**Dataset records:**
┌────────
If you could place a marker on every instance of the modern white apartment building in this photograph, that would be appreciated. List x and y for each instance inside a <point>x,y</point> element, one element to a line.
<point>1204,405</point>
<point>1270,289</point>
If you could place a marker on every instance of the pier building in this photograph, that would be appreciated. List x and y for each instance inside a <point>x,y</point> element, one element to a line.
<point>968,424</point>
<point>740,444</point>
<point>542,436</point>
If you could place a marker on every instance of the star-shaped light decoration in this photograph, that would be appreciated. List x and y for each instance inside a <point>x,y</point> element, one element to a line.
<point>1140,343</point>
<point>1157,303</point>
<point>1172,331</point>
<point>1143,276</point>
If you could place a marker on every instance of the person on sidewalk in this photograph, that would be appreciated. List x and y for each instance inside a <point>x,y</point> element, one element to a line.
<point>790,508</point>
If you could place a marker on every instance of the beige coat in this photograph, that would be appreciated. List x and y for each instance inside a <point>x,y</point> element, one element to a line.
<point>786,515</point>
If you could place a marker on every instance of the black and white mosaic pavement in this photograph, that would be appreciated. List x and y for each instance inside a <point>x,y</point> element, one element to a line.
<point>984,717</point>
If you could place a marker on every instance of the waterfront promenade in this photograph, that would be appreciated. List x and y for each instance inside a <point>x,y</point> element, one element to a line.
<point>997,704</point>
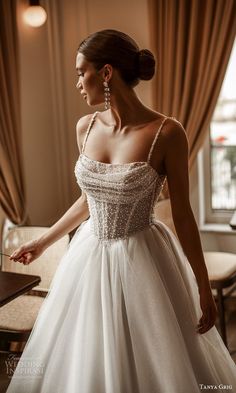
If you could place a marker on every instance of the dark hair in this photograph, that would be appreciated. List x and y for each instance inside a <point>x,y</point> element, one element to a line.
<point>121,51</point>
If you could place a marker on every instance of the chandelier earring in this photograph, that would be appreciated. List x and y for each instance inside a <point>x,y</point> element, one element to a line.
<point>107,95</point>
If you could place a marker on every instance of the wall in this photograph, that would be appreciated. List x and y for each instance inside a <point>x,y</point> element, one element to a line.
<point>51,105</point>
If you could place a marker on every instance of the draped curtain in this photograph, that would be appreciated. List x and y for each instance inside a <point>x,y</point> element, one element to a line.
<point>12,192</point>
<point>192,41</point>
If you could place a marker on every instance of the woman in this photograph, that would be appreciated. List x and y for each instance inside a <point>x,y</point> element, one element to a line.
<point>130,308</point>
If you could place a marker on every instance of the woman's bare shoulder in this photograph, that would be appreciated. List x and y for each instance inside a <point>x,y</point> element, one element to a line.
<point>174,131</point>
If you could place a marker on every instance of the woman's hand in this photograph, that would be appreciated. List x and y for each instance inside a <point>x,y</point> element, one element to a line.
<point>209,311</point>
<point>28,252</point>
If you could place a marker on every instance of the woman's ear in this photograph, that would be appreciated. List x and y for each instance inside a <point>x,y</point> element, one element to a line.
└────────
┌────────
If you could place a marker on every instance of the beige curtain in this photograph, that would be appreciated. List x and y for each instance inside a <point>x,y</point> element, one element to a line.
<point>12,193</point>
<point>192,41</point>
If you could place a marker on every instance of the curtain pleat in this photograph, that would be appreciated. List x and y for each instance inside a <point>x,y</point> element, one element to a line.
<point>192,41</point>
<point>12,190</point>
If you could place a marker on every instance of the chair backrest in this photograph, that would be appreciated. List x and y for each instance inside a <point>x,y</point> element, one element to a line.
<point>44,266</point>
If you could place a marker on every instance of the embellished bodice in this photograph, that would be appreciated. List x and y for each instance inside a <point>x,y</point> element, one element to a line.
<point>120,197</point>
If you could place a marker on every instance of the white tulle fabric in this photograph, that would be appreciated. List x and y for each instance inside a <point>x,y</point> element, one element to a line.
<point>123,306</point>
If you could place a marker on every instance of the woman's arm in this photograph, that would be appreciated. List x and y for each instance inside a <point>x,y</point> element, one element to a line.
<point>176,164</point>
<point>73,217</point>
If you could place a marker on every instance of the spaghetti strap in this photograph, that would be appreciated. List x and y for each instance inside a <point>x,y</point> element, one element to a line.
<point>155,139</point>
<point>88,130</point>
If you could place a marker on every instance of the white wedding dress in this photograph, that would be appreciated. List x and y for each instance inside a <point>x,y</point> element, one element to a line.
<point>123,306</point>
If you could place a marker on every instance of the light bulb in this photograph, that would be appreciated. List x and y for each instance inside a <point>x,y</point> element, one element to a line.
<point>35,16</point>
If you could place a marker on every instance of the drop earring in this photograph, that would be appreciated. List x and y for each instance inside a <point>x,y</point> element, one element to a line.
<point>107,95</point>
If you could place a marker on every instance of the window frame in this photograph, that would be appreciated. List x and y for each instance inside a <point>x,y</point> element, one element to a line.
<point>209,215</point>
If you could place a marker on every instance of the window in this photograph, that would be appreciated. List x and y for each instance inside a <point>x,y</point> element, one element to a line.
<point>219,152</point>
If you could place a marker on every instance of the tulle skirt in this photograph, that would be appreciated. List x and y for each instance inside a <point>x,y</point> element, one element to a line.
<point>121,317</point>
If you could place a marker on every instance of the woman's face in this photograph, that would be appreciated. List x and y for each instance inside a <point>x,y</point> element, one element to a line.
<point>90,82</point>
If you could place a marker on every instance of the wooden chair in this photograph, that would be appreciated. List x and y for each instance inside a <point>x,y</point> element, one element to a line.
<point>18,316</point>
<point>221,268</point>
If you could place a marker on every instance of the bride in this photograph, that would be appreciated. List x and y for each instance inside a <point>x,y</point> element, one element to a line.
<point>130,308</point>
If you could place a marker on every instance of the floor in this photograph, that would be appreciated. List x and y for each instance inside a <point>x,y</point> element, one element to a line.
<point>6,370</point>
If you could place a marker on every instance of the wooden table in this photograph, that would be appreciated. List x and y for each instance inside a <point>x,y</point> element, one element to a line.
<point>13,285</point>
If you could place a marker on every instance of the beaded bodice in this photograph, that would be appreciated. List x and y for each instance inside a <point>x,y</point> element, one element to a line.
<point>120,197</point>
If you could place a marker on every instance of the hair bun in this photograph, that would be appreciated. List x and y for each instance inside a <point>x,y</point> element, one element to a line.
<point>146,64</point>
└────────
**What to produce:**
Revise the part that opens with the line containing "the woman's hand" and closes with the line containing "the woman's ear", putting "pin" wherever "marker" appears and leaving everything else unchanged. Give back only those lines.

**Response for this exercise:**
If you could place a pin on every instance of the woman's hand in this photograph, that would be appreciated. List x and y for each instance inside a <point>x,y</point> element, one element to a line.
<point>209,311</point>
<point>28,252</point>
If you could place a pin on every instance of the woman's ear in this photograph, that would be appreciated. List x and y for each instance inside a <point>x,y</point> element, one element to a line.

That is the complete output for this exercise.